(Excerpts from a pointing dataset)
==============================

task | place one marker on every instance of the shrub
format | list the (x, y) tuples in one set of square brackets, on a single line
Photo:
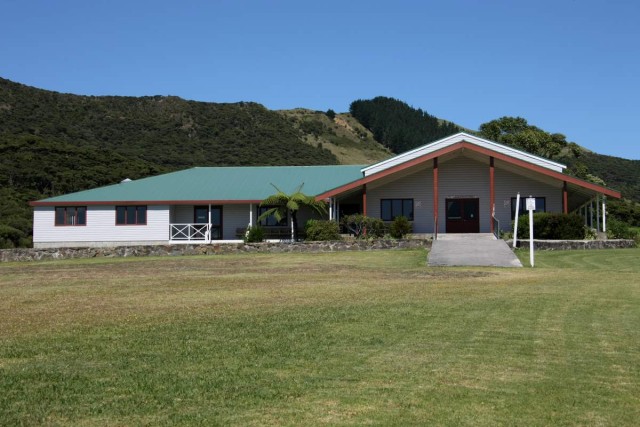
[(331, 114), (553, 226), (617, 229), (358, 223), (400, 227), (317, 230), (254, 234)]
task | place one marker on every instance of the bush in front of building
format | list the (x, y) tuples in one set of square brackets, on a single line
[(364, 226), (254, 235), (553, 226), (320, 230), (400, 227), (617, 229)]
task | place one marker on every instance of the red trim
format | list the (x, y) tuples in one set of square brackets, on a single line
[(492, 191), (481, 150), (364, 200), (558, 175), (149, 203), (435, 194)]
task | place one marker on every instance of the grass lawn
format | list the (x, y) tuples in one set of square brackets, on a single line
[(311, 339)]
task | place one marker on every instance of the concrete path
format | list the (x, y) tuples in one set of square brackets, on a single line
[(471, 250)]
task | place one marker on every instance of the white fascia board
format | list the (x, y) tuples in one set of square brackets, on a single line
[(459, 137)]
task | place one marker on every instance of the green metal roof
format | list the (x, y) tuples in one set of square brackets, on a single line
[(217, 184)]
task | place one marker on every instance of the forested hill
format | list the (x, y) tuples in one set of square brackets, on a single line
[(53, 143), (398, 126)]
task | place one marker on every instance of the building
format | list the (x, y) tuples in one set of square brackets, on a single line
[(461, 183)]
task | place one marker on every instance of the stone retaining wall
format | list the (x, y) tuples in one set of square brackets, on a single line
[(213, 249), (561, 245)]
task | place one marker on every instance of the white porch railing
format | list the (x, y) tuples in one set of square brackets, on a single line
[(190, 232)]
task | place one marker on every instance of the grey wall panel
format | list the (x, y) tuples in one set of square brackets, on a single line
[(508, 184), (417, 186), (464, 177)]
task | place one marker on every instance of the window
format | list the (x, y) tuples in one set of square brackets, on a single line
[(270, 221), (541, 205), (391, 208), (71, 215), (131, 215)]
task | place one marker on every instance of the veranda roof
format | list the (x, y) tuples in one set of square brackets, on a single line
[(215, 185)]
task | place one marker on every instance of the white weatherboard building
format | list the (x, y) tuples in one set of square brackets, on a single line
[(459, 184)]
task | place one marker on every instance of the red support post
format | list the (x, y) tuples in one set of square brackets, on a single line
[(435, 195), (492, 191), (364, 204)]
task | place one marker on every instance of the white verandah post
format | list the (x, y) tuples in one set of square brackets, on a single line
[(209, 224), (598, 213), (331, 209), (604, 214)]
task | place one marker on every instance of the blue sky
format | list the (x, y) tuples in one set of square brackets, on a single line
[(566, 66)]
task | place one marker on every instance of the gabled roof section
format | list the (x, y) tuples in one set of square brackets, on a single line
[(425, 150), (214, 185), (463, 141)]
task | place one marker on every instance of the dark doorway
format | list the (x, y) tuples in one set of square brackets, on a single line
[(463, 215), (201, 216)]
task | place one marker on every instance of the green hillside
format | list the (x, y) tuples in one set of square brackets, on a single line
[(53, 143)]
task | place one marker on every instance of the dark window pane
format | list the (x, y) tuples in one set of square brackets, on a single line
[(216, 217), (385, 206), (82, 216), (270, 221), (201, 214), (141, 214), (470, 210), (131, 214), (396, 208), (120, 214), (453, 209), (71, 216), (407, 209), (60, 216)]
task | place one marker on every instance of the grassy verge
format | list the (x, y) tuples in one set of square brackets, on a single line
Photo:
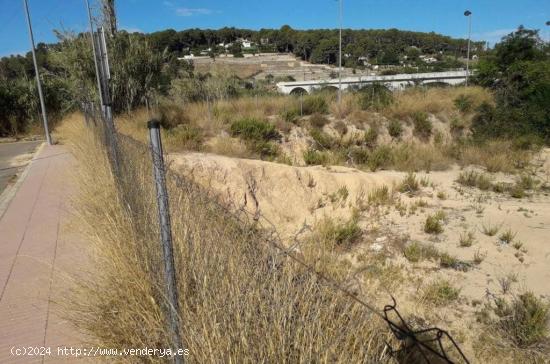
[(239, 300)]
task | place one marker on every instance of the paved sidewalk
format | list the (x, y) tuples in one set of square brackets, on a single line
[(34, 249)]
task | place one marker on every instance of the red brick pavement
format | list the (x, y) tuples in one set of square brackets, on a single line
[(35, 251)]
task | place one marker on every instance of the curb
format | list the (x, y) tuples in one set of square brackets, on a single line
[(9, 193)]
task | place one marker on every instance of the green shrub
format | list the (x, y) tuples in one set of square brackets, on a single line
[(253, 129), (170, 115), (359, 155), (340, 233), (322, 140), (314, 104), (441, 293), (472, 178), (371, 136), (341, 127), (422, 125), (318, 121), (375, 97), (524, 321), (395, 129), (186, 136), (381, 157), (409, 184), (290, 116), (416, 252), (433, 225), (464, 103)]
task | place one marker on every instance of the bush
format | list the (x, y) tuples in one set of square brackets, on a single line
[(371, 136), (524, 321), (314, 157), (409, 184), (171, 115), (433, 225), (464, 103), (395, 129), (381, 157), (318, 121), (375, 97), (314, 104), (472, 178), (441, 293), (422, 125), (186, 137), (359, 155), (416, 252), (340, 234), (253, 129), (322, 140)]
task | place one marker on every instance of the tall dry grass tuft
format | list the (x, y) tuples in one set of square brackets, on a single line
[(240, 301), (434, 100)]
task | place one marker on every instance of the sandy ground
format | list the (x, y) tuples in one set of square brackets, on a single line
[(289, 197)]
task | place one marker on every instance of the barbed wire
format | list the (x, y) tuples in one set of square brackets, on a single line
[(430, 345)]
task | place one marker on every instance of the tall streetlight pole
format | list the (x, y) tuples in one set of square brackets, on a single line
[(39, 85), (100, 92), (468, 14), (340, 57)]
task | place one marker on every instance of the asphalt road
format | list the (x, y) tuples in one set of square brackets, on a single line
[(12, 160)]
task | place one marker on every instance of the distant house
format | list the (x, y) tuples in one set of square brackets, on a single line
[(428, 59), (364, 60), (245, 43)]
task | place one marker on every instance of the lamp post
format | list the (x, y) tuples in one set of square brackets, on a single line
[(468, 14), (340, 56), (37, 74)]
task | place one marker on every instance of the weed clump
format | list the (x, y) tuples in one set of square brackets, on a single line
[(472, 178), (416, 252), (395, 129), (375, 97), (422, 125), (318, 120), (524, 320), (314, 157), (314, 104), (464, 103), (258, 136), (433, 225), (441, 293), (409, 184)]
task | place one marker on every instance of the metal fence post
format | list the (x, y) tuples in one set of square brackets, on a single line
[(165, 234)]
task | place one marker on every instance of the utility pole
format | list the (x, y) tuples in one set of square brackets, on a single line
[(98, 79), (468, 14), (39, 85), (109, 16), (340, 57)]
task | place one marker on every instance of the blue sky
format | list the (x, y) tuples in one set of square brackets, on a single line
[(491, 18)]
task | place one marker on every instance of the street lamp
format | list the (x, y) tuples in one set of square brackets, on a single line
[(468, 14), (340, 57)]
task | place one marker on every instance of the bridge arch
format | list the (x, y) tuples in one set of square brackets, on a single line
[(436, 83)]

==============================

# Task details
Can you recast every line of these rows as a numbered list, skipping blank lines and leaving out the pictures?

# Result
1. task | place one marker on every instance of the shrub
2. format | list the (x, y) tuples in one set of square brackets, on a single line
3. Photo:
4. [(331, 114), (553, 226), (617, 229), (358, 223), (400, 227), (317, 230), (254, 234)]
5. task | place one marker on every instance of the bush in front of building
6. format | list the (x, y) tuples in one set of square brackets, on a single line
7. [(364, 226), (254, 235), (553, 226), (320, 230), (400, 227), (617, 229)]
8. task | place one marker on every instance of the red trim
9. format | list the (x, y) tuples in one set of square brackets, on a single line
10. [(492, 191), (481, 150), (364, 200), (558, 175), (149, 203), (435, 194)]
11. task | place one marker on every instance of the grass lawn
12. format | list the (x, y) tuples in one set of square brackets, on a single line
13. [(311, 339)]
14. task | place one marker on every instance of the concrete path
15. format | list the (x, y) tuples in one set of square brackets, on a single line
16. [(471, 250)]
17. task | place one marker on every instance of the white fascia board
18. format | list the (x, y) tuples in one set of square brackets, on a single line
19. [(459, 137)]
20. task | place one marker on every instance of the green metal roof
21. format | list the (x, y) tuples in one set of square brackets, on a single line
22. [(217, 184)]
23. task | place one marker on every instance of the forested hill
24. format | list the (x, y) tuples in one set of square brackets, on a single line
25. [(53, 143), (398, 126)]
26. task | place one marker on every instance of the building
27. format | list the (x, y) tuples in one set of square brackets, on a single line
28. [(461, 183)]
29. task | place one marker on every instance of the stone retaining wall
30. format | list the (x, y) tuples in one set of square brackets, on a single line
31. [(213, 249), (561, 245)]
32. task | place one marker on every instance of the white porch railing
33. format | list the (x, y) tuples in one set of square brackets, on a single line
34. [(190, 232)]
35. task | place one marker on every instance of the grey wall panel
36. format | list the (x, y) tuples in one set of square brackets, on a single line
37. [(508, 184), (417, 186), (464, 177)]
38. task | place one marker on every instance of the window
39. format | list the (x, y) tuples in one set of square brackets, on a single line
40. [(270, 221), (541, 205), (391, 208), (71, 215), (131, 215)]
41. task | place one marker on every instance of the veranda roof
42. format | list the (x, y) tuples in one set of square brackets, on a single line
43. [(215, 185)]
44. task | place one marker on every instance of the white weatherboard building
45. format | list the (x, y) tuples in one set of square brackets, on a single line
46. [(459, 184)]
47. task | place one marker on every instance of the red support post
48. format | list the (x, y) tuples in one set of square brackets, on a single line
49. [(435, 195), (492, 191), (364, 204)]
50. task | place one marker on every instance of the white verandah post
51. format | list the (x, y) tuples in one set of square brackets, on a single line
52. [(209, 224), (598, 213), (331, 209), (604, 214)]
53. task | place one marker on every instance of the blue sky
54. format | list the (x, y) tuples in one set of square brackets, on a single line
55. [(566, 66)]
56. task | place one marker on every instance of the gabled roof section
57. format | list the (x, y) tuples in one set of square brackets, on a single line
58. [(425, 150), (214, 185), (463, 141)]
59. task | place one marker on every instance of the dark doorway
60. format | list the (x, y) tuples in one set of square brackets, on a single line
61. [(463, 215), (201, 216)]
62. task | place one marker on every instance of the green hillside
63. format | list the (x, y) tuples in one set of square brackets, on a single line
64. [(53, 143)]
65. task | place one marker on every instance of the dark window pane
66. format | list the (x, y) tuples in one set of square brackets, on a single line
67. [(216, 217), (385, 206), (82, 216), (270, 221), (201, 214), (141, 214), (470, 210), (131, 214), (396, 208), (120, 214), (453, 209), (71, 216), (407, 209), (60, 216)]
68. task | place one marker on every instance of the grassy verge
69. format | list the (x, y) tuples in one set of square brackets, on a single line
70. Photo:
71. [(239, 300)]
72. task | place one marker on every instance of the paved sidewalk
73. format | list the (x, y) tuples in one set of square brackets, on a single line
74. [(34, 249)]
75. task | place one marker on every instance of the red brick pavement
76. format | list the (x, y) tuples in one set of square brackets, on a single line
77. [(35, 251)]
78. task | place one marker on every instance of the curb
79. format | list the (x, y) tuples in one set of square brackets, on a single line
80. [(9, 193)]
81. task | place one marker on every instance of the green shrub
82. format | list the (x, y) tuples in one set of square brackets, on a single line
83. [(253, 129), (170, 115), (359, 155), (340, 233), (322, 140), (314, 104), (441, 293), (472, 178), (371, 136), (341, 127), (422, 125), (318, 121), (375, 97), (524, 321), (395, 129), (186, 136), (381, 157), (409, 184), (290, 116), (416, 252), (433, 225), (464, 103)]
84. task | place one marker on every instance of the bush
85. format | list the (x, y) tuples in one set of square brackets, on a single line
86. [(371, 136), (524, 321), (314, 157), (409, 184), (171, 115), (433, 225), (464, 103), (395, 129), (381, 157), (318, 121), (375, 97), (314, 104), (472, 178), (441, 293), (422, 125), (186, 137), (359, 155), (416, 252), (340, 234), (253, 129), (322, 140)]
87. task | place one marker on every instance of the tall dry grass tuft
88. format | list the (x, y) tuples in one set of square brackets, on a single line
89. [(240, 301), (434, 100)]
90. task | place one marker on every instance of the sandy ground
91. format | list the (x, y) tuples in one set of square brackets, on a single line
92. [(289, 197)]
93. task | place one marker on every instance of the barbed wire
94. format | list the (x, y) tuples in one set of square brackets, on a single line
95. [(430, 345)]
96. task | place one marker on every instance of the tall streetlight pole
97. format | list the (x, y) tuples in one set of square brackets, on a single line
98. [(39, 85), (100, 92), (468, 14), (340, 57)]
99. task | place one marker on every instance of the asphalt road
100. format | list the (x, y) tuples in one set of square brackets, on a single line
101. [(12, 160)]
102. task | place one marker on every instance of the distant house
103. format | list the (x, y) tuples in one set of square brackets, on a single line
104. [(428, 59), (364, 60), (245, 43)]
105. task | place one marker on every instance of the lamp post
106. format | list the (x, y) tuples in one set of square brackets, on a single line
107. [(468, 14), (340, 56), (37, 74)]
108. task | place one marker on every instance of the weed clump
109. format | list the (x, y) tuples in one set of square brackets, on a single line
110. [(472, 178), (416, 252), (395, 129), (375, 97), (422, 125), (318, 120), (524, 320), (314, 157), (314, 104), (464, 103), (258, 136), (433, 225), (441, 293), (409, 184)]
111. task | place one marker on every instance of the metal fence post
112. format | list the (x, y) tuples in one set of square brackets, on a single line
113. [(165, 234)]
114. task | place one marker on every instance of the utility pole
115. format | list the (x, y) tuples in one set of square brackets, on a single line
116. [(98, 79), (468, 14), (39, 85), (109, 16), (340, 57)]
117. task | place one marker on every instance of the blue sky
118. format | list the (x, y) tuples in one set of square brackets, on a single line
119. [(491, 18)]
120. task | place one marker on every instance of the street lamp
121. format | list the (x, y) tuples in one set of square brackets, on a single line
122. [(468, 14), (340, 57)]
123. task | place one marker on every instance of the bridge arch
124. format | list the (x, y) tuples in one set of square brackets, on a single line
125. [(436, 83)]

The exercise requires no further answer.